- WHAT YOU HAVE TO DO: How many lines in the records below contain the string "roof"? Give only the number.

- MATERIAL FOR THIS EXERCISE:

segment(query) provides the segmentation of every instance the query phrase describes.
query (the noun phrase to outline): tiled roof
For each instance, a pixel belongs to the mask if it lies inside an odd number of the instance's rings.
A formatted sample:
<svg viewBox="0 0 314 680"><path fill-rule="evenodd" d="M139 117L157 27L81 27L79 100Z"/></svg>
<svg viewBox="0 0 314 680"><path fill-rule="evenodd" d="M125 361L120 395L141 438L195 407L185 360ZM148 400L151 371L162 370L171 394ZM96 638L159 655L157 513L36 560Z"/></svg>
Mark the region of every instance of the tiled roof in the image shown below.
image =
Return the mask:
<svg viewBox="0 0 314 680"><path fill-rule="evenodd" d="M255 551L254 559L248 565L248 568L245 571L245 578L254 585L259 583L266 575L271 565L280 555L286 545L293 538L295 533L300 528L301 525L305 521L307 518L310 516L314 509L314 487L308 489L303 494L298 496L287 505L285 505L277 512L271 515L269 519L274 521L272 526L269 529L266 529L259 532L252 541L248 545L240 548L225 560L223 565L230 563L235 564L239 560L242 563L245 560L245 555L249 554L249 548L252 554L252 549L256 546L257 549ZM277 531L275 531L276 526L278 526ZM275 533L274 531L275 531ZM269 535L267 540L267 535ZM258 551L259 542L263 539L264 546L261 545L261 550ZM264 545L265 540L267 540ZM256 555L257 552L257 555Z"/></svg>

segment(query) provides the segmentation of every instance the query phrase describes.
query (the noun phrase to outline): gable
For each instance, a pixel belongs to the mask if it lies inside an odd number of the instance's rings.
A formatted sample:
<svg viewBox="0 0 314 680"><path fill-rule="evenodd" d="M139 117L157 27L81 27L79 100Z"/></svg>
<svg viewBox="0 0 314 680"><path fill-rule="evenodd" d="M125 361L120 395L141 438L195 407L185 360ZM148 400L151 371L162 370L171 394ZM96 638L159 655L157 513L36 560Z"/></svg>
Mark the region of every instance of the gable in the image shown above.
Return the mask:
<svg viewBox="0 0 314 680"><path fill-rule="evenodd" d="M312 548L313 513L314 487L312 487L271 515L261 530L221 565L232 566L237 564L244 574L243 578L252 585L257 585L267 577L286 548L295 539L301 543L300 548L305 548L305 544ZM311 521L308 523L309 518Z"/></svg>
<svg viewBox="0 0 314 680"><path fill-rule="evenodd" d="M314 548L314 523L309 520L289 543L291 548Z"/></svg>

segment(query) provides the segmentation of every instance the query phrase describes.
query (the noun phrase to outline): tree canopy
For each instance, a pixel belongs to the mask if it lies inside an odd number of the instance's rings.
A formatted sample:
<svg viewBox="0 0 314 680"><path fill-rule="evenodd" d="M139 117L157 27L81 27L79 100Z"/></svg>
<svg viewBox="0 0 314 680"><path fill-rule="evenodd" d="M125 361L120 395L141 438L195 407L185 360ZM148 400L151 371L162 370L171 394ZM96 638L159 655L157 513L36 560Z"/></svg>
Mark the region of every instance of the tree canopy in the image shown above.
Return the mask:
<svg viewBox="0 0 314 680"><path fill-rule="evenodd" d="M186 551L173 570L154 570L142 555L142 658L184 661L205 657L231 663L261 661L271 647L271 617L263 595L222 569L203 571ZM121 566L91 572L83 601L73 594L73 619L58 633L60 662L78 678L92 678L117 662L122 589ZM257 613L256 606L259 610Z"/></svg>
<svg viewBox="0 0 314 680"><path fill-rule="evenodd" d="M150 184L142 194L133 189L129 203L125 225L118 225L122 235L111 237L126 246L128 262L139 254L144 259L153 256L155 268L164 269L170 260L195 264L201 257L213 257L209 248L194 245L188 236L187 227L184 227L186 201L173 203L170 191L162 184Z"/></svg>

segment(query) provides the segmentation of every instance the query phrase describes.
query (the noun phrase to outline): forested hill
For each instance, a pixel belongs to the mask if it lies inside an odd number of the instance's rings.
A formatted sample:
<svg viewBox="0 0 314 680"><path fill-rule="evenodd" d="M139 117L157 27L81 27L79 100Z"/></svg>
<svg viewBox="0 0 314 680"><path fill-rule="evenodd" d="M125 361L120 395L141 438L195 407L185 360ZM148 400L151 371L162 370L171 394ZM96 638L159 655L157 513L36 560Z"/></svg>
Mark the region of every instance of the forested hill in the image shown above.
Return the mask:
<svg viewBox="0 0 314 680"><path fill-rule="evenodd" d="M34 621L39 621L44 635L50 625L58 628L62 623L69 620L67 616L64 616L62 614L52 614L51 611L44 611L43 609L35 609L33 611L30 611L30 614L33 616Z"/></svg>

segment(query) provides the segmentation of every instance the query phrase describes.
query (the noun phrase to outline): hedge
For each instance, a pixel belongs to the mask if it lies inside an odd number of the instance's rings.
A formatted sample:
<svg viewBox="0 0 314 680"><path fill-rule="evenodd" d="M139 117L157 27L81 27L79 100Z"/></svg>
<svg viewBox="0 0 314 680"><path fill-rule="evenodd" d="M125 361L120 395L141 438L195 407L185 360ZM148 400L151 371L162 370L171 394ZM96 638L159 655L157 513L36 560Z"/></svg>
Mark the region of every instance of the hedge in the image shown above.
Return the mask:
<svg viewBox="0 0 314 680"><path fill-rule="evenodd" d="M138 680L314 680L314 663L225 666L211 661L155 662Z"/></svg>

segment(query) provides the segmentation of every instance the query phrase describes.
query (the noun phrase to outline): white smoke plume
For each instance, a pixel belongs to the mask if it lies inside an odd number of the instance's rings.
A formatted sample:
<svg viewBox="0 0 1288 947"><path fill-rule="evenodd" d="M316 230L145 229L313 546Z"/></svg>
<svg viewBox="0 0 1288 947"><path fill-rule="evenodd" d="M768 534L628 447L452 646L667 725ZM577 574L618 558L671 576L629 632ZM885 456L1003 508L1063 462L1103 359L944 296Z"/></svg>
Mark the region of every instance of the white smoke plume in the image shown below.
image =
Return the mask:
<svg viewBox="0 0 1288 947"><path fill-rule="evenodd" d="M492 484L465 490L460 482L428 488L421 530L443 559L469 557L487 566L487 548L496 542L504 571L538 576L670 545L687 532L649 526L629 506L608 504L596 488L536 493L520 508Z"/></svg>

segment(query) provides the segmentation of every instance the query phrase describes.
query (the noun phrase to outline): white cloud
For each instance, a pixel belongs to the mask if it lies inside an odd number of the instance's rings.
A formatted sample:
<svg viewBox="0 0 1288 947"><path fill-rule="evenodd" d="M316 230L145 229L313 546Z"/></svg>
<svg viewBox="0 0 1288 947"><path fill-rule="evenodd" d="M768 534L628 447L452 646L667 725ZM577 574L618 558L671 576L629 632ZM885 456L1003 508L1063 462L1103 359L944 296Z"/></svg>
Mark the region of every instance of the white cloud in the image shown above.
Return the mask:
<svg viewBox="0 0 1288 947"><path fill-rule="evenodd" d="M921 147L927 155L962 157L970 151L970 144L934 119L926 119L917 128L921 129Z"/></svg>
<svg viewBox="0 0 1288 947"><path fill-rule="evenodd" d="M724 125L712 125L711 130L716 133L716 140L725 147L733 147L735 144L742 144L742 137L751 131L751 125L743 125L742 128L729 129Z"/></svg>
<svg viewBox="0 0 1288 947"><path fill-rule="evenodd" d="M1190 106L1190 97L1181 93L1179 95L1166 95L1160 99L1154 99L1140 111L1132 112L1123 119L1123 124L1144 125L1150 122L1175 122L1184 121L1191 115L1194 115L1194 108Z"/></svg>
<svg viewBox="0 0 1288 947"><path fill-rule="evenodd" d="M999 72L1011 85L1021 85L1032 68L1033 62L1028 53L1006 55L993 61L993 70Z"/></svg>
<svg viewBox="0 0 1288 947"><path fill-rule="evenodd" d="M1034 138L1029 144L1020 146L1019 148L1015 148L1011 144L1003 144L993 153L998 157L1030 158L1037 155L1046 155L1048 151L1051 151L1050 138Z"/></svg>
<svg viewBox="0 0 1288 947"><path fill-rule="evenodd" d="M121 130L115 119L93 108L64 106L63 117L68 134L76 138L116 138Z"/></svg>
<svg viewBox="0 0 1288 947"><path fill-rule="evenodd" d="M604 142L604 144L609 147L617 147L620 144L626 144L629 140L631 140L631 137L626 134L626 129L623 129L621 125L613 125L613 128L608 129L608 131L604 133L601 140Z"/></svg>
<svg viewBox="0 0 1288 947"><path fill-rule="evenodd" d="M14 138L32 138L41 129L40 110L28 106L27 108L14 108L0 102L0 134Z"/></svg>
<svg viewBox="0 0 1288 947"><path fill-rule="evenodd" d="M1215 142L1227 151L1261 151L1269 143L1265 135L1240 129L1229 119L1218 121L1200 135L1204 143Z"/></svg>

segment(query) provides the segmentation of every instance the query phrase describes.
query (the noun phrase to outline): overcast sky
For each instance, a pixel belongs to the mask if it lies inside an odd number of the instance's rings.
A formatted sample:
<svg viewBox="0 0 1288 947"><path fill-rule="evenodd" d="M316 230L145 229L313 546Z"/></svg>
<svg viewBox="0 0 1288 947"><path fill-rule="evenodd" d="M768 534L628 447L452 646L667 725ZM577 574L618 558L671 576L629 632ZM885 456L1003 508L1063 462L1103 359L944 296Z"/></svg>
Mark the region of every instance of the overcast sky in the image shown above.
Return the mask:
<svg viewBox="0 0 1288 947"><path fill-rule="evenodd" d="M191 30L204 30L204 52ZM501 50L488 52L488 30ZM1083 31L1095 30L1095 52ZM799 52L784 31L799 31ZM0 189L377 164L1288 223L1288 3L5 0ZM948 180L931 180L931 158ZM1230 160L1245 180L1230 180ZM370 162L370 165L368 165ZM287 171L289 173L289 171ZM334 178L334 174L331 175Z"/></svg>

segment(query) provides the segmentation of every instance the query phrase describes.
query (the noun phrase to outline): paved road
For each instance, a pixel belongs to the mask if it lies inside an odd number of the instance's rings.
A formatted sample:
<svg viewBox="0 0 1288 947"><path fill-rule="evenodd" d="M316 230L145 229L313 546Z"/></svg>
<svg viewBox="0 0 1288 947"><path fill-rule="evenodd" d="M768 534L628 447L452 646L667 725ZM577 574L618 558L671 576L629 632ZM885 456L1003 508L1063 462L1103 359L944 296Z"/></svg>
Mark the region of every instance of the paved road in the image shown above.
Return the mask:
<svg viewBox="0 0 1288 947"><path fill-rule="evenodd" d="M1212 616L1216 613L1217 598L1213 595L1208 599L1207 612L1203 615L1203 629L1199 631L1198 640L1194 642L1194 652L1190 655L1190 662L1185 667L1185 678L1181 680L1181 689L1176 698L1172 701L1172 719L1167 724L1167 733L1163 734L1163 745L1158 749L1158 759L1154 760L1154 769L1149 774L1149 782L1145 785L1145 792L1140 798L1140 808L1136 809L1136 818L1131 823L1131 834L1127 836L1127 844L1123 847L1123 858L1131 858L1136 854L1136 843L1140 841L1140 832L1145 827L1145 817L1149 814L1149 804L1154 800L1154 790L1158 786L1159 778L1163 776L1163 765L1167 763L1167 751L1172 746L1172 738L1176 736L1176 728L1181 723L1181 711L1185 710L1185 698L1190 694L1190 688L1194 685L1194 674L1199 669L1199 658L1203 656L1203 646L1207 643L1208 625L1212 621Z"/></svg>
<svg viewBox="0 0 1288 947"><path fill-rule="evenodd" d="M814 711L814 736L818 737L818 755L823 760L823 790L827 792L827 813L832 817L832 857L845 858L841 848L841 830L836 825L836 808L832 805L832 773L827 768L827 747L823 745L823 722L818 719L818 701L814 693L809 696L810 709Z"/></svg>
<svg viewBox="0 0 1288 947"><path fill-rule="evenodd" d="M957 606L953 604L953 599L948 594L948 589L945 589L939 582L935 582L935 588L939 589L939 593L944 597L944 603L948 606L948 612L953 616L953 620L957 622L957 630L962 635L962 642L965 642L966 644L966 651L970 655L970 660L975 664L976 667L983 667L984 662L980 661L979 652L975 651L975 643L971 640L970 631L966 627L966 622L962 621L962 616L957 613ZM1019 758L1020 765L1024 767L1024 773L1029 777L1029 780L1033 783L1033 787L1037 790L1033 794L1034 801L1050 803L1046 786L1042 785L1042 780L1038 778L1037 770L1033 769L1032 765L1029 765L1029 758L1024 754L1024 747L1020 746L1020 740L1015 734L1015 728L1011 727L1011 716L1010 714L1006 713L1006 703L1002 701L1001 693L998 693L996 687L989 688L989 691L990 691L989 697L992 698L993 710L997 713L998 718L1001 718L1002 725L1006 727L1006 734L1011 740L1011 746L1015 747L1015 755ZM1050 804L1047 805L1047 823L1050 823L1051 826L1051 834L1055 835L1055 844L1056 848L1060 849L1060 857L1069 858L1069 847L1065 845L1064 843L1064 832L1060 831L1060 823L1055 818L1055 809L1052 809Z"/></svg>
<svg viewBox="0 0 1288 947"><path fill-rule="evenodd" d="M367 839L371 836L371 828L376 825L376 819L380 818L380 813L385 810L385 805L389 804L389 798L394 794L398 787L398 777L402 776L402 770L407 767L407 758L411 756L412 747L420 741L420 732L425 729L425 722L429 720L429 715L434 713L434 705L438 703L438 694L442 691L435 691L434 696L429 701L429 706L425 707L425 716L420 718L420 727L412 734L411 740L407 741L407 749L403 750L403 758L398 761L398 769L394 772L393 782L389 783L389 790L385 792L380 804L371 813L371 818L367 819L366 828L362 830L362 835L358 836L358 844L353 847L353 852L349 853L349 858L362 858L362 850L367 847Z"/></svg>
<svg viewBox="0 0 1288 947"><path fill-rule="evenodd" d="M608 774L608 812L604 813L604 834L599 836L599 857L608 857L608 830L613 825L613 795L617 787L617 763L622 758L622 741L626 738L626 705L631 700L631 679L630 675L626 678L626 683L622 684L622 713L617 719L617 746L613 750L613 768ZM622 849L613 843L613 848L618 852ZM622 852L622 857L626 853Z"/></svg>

- OUTPUT OF THE EXERCISE: 2